Start of DATA UNDER STUDY
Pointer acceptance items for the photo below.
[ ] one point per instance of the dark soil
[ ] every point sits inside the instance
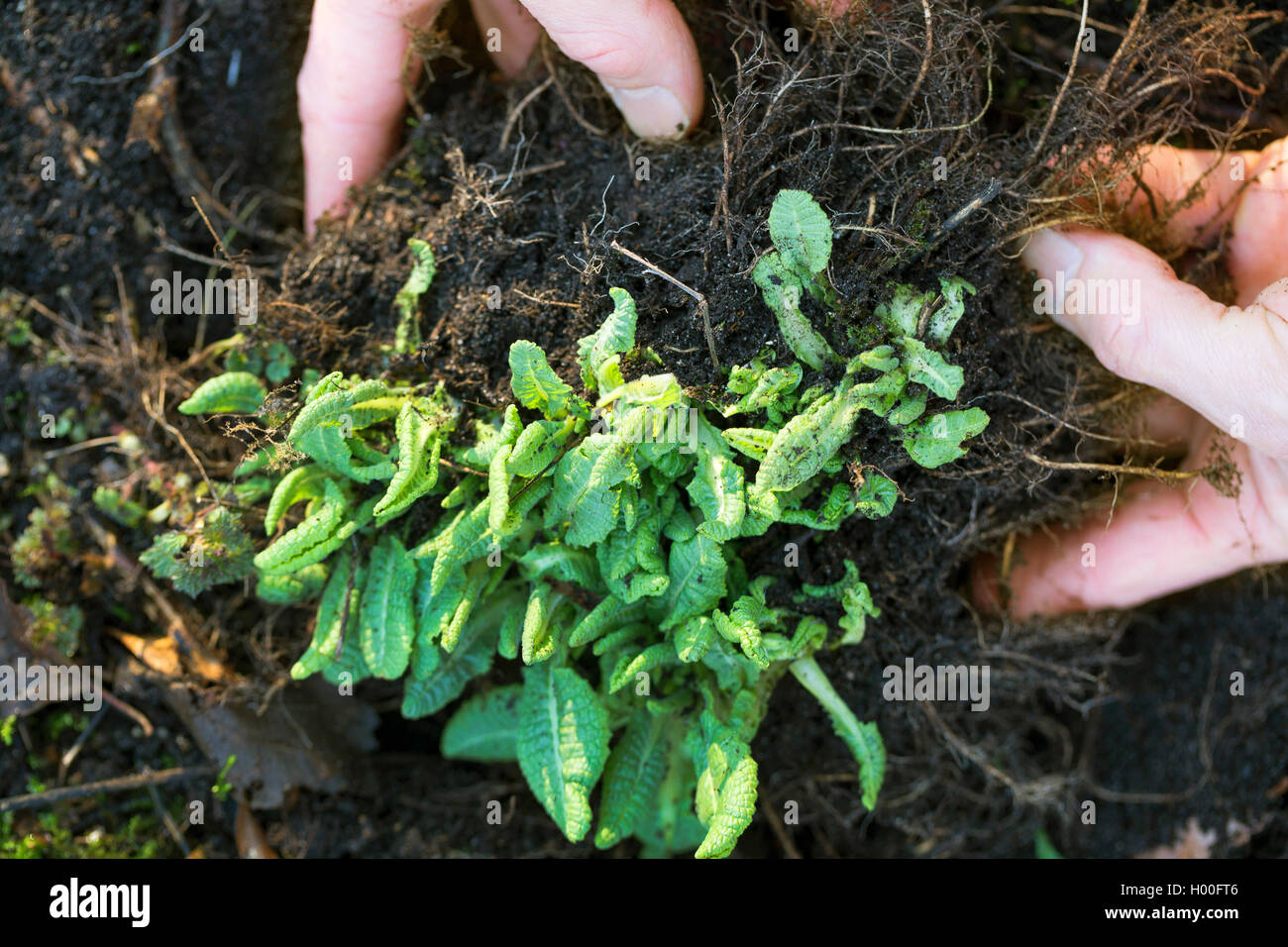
(1129, 710)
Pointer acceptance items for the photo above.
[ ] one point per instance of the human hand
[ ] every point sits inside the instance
(1225, 368)
(351, 85)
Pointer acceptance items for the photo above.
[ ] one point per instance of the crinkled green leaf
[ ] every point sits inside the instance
(535, 384)
(386, 622)
(631, 779)
(563, 744)
(484, 728)
(936, 441)
(863, 738)
(930, 368)
(802, 231)
(614, 337)
(231, 393)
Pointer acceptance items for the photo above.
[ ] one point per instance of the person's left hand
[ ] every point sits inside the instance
(1225, 368)
(351, 86)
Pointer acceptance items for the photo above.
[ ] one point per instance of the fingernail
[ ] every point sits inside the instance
(652, 112)
(1051, 253)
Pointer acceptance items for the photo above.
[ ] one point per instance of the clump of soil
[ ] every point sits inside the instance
(930, 151)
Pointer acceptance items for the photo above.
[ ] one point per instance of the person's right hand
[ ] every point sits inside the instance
(1225, 368)
(351, 86)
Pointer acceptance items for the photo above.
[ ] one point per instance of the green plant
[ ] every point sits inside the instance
(595, 538)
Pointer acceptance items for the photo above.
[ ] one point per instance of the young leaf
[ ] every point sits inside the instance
(386, 625)
(806, 444)
(563, 744)
(802, 232)
(717, 489)
(471, 659)
(725, 796)
(407, 335)
(936, 441)
(616, 337)
(751, 442)
(782, 291)
(484, 728)
(930, 368)
(535, 384)
(944, 318)
(305, 482)
(903, 312)
(697, 571)
(631, 777)
(416, 474)
(540, 634)
(863, 738)
(231, 393)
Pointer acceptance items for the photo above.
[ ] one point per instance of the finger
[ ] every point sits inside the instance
(351, 93)
(1147, 326)
(642, 52)
(1166, 425)
(509, 33)
(1160, 539)
(1196, 192)
(1257, 253)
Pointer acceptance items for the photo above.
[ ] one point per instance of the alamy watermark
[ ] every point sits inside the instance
(232, 296)
(1093, 296)
(670, 425)
(40, 682)
(913, 682)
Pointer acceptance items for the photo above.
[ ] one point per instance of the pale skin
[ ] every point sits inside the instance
(1218, 368)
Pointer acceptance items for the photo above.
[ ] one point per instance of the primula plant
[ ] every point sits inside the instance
(593, 536)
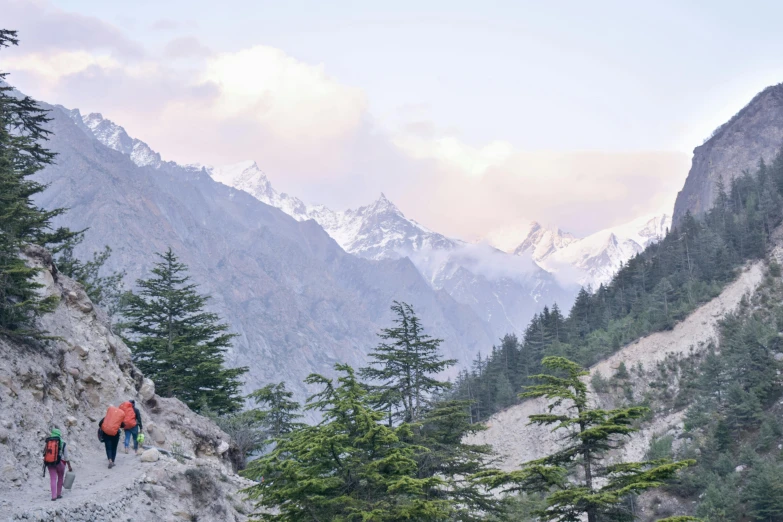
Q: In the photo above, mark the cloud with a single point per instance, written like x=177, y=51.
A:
x=186, y=47
x=45, y=28
x=315, y=135
x=296, y=101
x=165, y=24
x=51, y=67
x=474, y=161
x=581, y=192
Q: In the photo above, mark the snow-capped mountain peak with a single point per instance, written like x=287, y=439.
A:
x=379, y=206
x=591, y=260
x=247, y=176
x=115, y=137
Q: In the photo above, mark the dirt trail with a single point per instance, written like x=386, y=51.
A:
x=68, y=383
x=516, y=442
x=94, y=483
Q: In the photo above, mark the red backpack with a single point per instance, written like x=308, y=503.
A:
x=112, y=422
x=52, y=451
x=130, y=415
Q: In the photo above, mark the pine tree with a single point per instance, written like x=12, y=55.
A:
x=277, y=413
x=350, y=467
x=179, y=345
x=404, y=366
x=764, y=492
x=460, y=464
x=103, y=290
x=22, y=154
x=597, y=490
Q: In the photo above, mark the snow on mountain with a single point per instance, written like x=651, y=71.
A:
x=248, y=177
x=591, y=260
x=115, y=137
x=541, y=242
x=375, y=231
x=502, y=289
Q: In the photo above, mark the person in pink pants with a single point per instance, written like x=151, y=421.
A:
x=57, y=471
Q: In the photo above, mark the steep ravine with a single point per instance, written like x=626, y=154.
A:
x=69, y=383
x=516, y=442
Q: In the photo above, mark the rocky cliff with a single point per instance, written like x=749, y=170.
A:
x=68, y=383
x=753, y=133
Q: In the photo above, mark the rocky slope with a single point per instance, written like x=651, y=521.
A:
x=753, y=133
x=516, y=441
x=69, y=383
x=299, y=303
x=503, y=291
x=589, y=261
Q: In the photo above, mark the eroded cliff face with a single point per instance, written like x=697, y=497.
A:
x=516, y=441
x=69, y=383
x=755, y=132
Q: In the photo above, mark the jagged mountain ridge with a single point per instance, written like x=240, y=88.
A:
x=754, y=133
x=590, y=261
x=504, y=296
x=299, y=303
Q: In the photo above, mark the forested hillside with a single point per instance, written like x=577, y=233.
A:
x=653, y=291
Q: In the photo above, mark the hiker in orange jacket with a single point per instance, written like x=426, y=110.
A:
x=55, y=459
x=132, y=424
x=109, y=432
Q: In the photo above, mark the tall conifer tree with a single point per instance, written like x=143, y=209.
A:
x=178, y=344
x=22, y=154
x=576, y=478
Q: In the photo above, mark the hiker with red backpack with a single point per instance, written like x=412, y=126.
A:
x=132, y=424
x=55, y=458
x=109, y=432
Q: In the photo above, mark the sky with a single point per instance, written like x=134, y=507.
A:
x=470, y=116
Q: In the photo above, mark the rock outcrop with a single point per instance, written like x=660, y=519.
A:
x=516, y=441
x=755, y=132
x=68, y=382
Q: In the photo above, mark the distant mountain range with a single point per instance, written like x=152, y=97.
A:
x=320, y=310
x=589, y=261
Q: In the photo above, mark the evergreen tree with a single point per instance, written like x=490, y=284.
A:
x=578, y=481
x=275, y=410
x=22, y=154
x=405, y=365
x=764, y=492
x=350, y=467
x=448, y=457
x=178, y=344
x=104, y=290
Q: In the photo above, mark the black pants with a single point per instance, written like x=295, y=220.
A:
x=111, y=442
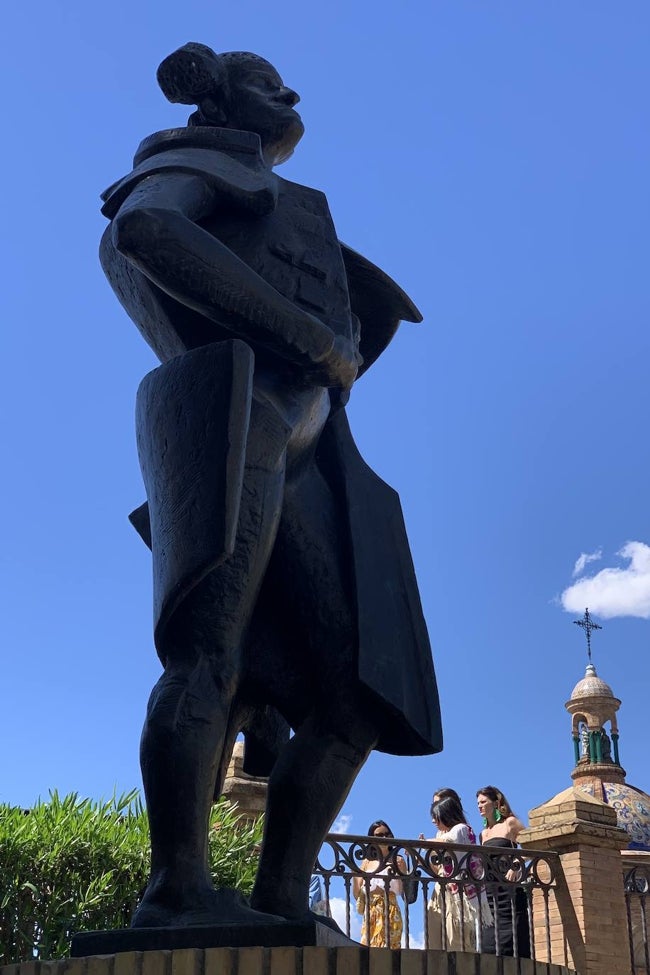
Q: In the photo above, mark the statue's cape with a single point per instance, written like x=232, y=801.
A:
x=395, y=661
x=232, y=164
x=192, y=437
x=192, y=416
x=230, y=160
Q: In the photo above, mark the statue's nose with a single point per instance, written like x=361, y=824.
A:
x=289, y=96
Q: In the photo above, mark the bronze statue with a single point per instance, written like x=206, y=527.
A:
x=283, y=584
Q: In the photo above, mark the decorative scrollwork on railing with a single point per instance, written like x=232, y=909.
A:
x=636, y=879
x=435, y=862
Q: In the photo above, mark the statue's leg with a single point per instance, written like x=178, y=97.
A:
x=190, y=713
x=316, y=770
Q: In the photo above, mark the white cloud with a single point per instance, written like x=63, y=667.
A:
x=584, y=560
x=342, y=824
x=614, y=592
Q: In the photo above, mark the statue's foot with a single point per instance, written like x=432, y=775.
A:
x=165, y=907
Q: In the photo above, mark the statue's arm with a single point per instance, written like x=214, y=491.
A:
x=156, y=229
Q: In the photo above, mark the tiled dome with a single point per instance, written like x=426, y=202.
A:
x=632, y=807
x=591, y=686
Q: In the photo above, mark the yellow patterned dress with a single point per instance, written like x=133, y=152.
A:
x=382, y=918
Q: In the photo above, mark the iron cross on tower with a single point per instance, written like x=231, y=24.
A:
x=588, y=625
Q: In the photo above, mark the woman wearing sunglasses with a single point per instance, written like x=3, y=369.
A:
x=377, y=893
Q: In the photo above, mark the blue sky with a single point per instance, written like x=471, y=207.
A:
x=493, y=157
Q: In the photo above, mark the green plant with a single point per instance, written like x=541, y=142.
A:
x=72, y=864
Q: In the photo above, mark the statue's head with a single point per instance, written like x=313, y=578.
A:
x=236, y=90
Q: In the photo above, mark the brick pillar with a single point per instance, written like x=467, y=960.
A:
x=588, y=921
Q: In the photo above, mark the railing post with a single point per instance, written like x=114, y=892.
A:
x=587, y=915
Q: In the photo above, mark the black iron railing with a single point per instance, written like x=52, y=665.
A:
x=636, y=880
x=427, y=894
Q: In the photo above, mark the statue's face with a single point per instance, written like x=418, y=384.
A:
x=259, y=102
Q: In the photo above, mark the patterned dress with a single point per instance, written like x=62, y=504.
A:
x=382, y=918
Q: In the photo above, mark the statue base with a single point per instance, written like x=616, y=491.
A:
x=296, y=934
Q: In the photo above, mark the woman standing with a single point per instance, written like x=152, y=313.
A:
x=509, y=904
x=377, y=895
x=456, y=906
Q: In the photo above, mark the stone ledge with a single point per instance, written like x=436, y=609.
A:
x=355, y=960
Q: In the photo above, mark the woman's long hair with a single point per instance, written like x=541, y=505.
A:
x=373, y=852
x=497, y=797
x=446, y=794
x=447, y=813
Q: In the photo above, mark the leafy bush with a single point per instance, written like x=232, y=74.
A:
x=71, y=864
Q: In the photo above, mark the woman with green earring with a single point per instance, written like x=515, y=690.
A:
x=511, y=932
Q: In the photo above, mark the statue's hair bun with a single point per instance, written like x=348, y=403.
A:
x=190, y=74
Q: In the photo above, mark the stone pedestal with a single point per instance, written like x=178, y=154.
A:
x=588, y=921
x=287, y=961
x=248, y=791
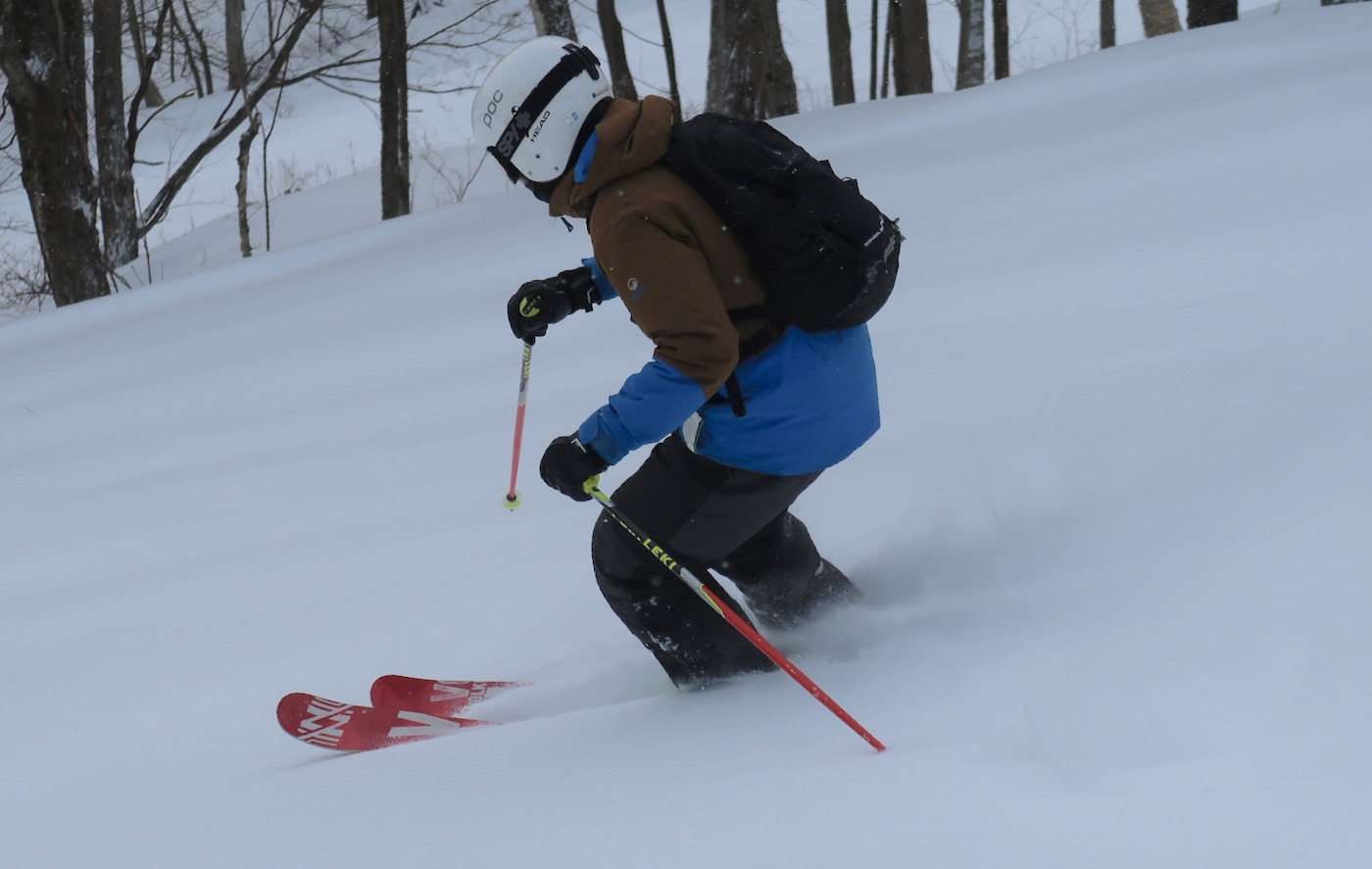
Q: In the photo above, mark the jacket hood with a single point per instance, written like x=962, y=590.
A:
x=628, y=139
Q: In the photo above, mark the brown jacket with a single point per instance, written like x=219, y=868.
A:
x=671, y=260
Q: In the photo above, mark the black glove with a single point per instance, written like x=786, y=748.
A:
x=566, y=464
x=542, y=303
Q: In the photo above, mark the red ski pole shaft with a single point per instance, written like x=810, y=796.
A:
x=729, y=614
x=512, y=497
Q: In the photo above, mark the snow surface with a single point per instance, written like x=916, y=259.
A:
x=1113, y=532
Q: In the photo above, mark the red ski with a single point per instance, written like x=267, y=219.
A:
x=434, y=697
x=404, y=710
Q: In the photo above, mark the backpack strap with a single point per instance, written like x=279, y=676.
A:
x=747, y=349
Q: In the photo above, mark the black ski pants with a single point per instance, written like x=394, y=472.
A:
x=710, y=515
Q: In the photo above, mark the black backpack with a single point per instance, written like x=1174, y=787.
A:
x=825, y=254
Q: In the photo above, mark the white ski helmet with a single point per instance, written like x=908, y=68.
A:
x=531, y=109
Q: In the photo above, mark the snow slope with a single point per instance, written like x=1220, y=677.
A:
x=1113, y=531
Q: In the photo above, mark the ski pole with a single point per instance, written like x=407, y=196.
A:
x=727, y=613
x=512, y=498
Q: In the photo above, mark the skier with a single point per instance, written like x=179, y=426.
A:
x=744, y=415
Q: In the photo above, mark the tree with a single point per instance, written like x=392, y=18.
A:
x=1204, y=13
x=235, y=58
x=395, y=136
x=43, y=58
x=971, y=44
x=553, y=18
x=840, y=51
x=671, y=61
x=613, y=34
x=1001, y=36
x=151, y=95
x=908, y=26
x=748, y=74
x=1159, y=18
x=119, y=209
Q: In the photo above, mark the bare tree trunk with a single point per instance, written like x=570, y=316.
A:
x=189, y=55
x=43, y=58
x=151, y=93
x=911, y=65
x=242, y=186
x=119, y=210
x=840, y=51
x=1001, y=36
x=671, y=61
x=395, y=134
x=1204, y=13
x=971, y=44
x=875, y=41
x=237, y=61
x=553, y=18
x=201, y=43
x=271, y=79
x=613, y=36
x=750, y=74
x=1159, y=18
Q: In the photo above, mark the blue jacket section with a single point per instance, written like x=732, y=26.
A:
x=811, y=402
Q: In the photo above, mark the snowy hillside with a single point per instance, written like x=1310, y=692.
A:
x=1113, y=532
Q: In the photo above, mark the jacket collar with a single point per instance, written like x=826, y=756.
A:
x=631, y=137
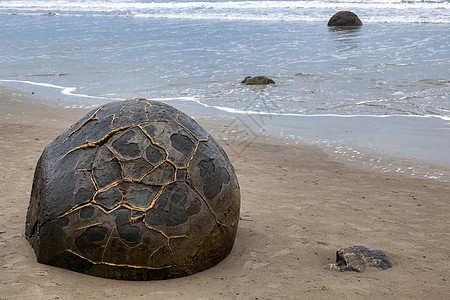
End of DATA UNDER STUDY
THE TASK:
Nothing but the lines from the first line of the data above through the line holding "[ ] one point per instance of the person's right" may appear in the response, copied exactly and without pictures.

RESPONSE AREA:
Pointer acceptance items for the photo below.
[ ] one point per instance of the dark soil
[ ] every point sits inside the instance
(1129, 710)
Pointer acceptance items for the photo above.
[ ] one point per instance of the human hand
[ ] every point sits inside the instance
(1225, 368)
(351, 85)
Pointer acceptance items for the photo above.
[ ] one point per instance of the crinkled green leaf
[ ] every point sits inside the instance
(535, 384)
(386, 622)
(631, 779)
(563, 744)
(484, 728)
(936, 441)
(863, 738)
(930, 368)
(802, 231)
(614, 337)
(231, 393)
Pointer acceptance items for the photo above.
[ ] one point per instance of the person's left hand
[ ] every point sits inside the instance
(1225, 368)
(351, 86)
Pointer acceptance items for the photo above.
[ ] one point per instance of the fingernail
[ ] every point sits inside the instance
(652, 112)
(1051, 253)
Pointer acceptance items for the photo above.
[ ] one point per instance of the clump of soil
[ ] every point sits inside the instance
(930, 151)
Pointer acceptance items for the photo above.
[ ] one point per instance of the person's right hand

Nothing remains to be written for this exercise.